> [Excerpt]
Behind the renovation of the Mercure Paris Bastille Marais, there is a name still discreet for the general public but well-known to professionals: HOSPYA. This manager operates the establishment in the 11th arrondissement, one of the twenty-seven hotels it runs in Paris and its immediate surrounding areas. On the occasion of this reopening, the network unveiled its new identity and roadmap. A portrait of a family player that focuses on management rather than brand.
From Oréa to HOSPYA: Forty Years of Family Hospitality
The story is not new. Under the name Oréa, the company has patiently built a Parisian hotel portfolio since the late 1980s, hotel after hotel. In 2026, the group turns a page and adopts the HOSPYA brand, a name that blends hospitality and energy to embody a new stage after four decades of experience. The change is more than aesthetic: it marks a rise in visibility for an operator long remaining in the shadow of major brands, and the affirmation of a profession, that of managing hotels on behalf of their owners.
Twenty-Seven Hotels, Three Ways to Manage Them
The network currently operates twenty-seven establishments, mostly 3 and 4-star hotels spread across Paris and its immediate surrounding areas, employing nearly five hundred staff members. Its uniqueness lies in a three-tiered ownership model: about fifteen hotels held with majority stakes, six with minority stakes, and six others managed under mandate, on behalf of third-party owners. This mechanism makes HOSPYA as much an investor as a management service provider, capable of taking over the operation of an asset without necessarily owning the premises.

> [Recorded data]
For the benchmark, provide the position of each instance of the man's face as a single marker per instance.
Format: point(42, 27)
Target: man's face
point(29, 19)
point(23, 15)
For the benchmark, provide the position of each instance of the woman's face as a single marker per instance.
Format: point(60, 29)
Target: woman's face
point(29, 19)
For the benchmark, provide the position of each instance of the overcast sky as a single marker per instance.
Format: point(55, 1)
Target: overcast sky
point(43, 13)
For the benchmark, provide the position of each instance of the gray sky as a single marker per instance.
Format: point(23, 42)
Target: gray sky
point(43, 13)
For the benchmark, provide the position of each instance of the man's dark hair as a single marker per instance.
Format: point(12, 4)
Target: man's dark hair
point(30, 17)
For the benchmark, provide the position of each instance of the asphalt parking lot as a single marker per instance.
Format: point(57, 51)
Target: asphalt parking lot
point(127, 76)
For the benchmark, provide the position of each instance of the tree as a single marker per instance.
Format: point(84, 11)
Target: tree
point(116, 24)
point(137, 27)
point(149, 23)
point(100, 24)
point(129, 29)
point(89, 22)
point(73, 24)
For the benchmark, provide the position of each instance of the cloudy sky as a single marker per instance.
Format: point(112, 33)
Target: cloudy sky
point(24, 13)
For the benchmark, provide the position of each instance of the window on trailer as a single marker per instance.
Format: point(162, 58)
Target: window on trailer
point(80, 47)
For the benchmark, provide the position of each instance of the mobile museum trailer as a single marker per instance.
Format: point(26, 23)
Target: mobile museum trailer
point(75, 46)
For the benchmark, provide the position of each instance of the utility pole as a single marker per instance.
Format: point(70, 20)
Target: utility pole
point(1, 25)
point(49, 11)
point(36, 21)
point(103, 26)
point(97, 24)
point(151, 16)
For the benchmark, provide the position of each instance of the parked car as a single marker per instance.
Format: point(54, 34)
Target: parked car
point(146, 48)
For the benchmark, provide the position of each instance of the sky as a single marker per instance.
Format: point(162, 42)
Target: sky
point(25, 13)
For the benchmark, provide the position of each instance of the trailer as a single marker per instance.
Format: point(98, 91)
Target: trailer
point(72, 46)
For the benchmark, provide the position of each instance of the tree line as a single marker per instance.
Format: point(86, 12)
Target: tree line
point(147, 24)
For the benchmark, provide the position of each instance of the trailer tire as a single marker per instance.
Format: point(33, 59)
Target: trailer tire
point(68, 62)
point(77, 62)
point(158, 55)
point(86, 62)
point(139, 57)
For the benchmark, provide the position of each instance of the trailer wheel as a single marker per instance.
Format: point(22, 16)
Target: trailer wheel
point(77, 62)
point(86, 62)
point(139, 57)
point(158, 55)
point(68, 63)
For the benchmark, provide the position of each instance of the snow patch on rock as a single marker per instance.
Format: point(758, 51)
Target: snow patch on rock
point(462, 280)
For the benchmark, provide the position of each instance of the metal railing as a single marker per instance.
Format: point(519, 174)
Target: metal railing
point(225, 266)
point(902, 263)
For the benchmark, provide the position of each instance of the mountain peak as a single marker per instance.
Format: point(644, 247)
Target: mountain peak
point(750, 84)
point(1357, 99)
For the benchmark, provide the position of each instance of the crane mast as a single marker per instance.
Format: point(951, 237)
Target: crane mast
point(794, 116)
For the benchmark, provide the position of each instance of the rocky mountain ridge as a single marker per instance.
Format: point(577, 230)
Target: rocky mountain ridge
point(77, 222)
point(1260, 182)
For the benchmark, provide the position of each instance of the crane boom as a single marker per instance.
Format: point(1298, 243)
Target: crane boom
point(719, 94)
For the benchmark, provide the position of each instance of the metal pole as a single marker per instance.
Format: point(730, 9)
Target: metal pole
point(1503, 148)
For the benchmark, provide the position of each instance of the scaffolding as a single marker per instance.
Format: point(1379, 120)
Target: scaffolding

> [Activity]
Can you print the piece on HOSPYA, word for word, from "Twenty-Seven Hotels, Three" to "owning the premises."?

> [Answer area]
Twenty-Seven Hotels, Three Ways to Manage Them
The network currently operates twenty-seven establishments, mostly 3 and 4-star hotels spread across Paris and its immediate surrounding areas, employing nearly five hundred staff members. Its uniqueness lies in a three-tiered ownership model: about fifteen hotels held with majority stakes, six with minority stakes, and six others managed under mandate, on behalf of third-party owners. This mechanism makes HOSPYA as much an investor as a management service provider, capable of taking over the operation of an asset without necessarily owning the premises.